● The problem:
Copy the entries exactly. Their pictures do not belong in the copy.

------ Exercise materials

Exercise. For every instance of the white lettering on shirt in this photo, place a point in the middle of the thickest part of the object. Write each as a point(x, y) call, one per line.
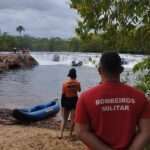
point(115, 104)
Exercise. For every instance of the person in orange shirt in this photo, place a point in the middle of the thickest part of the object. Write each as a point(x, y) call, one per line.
point(69, 98)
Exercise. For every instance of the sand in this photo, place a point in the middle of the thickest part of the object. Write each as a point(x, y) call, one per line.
point(41, 135)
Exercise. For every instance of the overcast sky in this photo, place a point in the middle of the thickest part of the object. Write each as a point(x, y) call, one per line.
point(40, 18)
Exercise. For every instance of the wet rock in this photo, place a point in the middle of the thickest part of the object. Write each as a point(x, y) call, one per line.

------------

● Response to this task:
Exercise. For every instance of the white lettering on shirt in this photo, place a point in the middle of the thickest part of the object. Write each as a point(x, y) call, one per line.
point(115, 104)
Exercise. For every instance of the person in orange shirt in this photo, place a point in the middle of the thickest part of the object. Write each as a point(x, y) call, one per line.
point(69, 98)
Exercise. For every instance of the sand in this photo, place a point in the middle of the thickest part of the object. Write each as a point(x, y) call, one per line.
point(41, 135)
Exercise. For every instance of the overcast sky in this photo, place a point in the middle of the thickest part of the object. Write each as a point(x, y) call, one per line.
point(40, 18)
Exercise. For every instance of the wet rock in this photo, place a point in the middle of the thickest part of the object. Write each as a point(x, y) call, one per line.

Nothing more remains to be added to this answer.